TRAVAIL DEMANDÉ: Dans la liste ci-dessous, renommez « black » en « red » sans rien modifier d'autre, puis recopiez la liste entière en omettant les images.

━━ DONNÉES FOURNIES ━━

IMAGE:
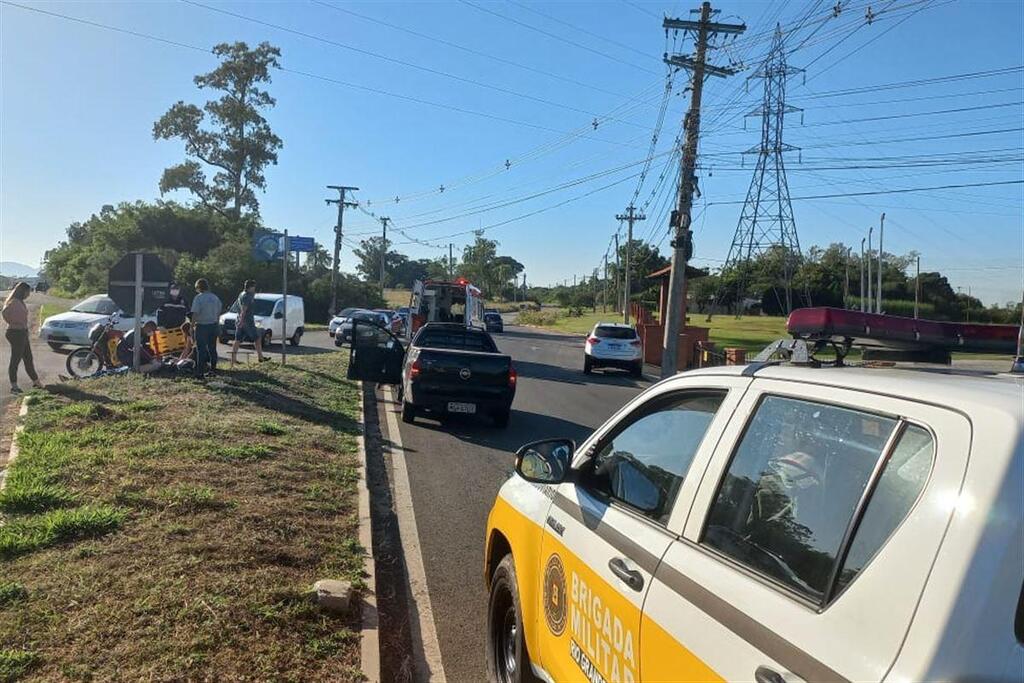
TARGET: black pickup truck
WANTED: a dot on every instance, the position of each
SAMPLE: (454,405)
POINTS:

━━━

RÉPONSE:
IMAGE:
TARGET: red pickup truck
WANTED: a dot on every instance, the position of each
SAMPLE: (454,405)
POINTS:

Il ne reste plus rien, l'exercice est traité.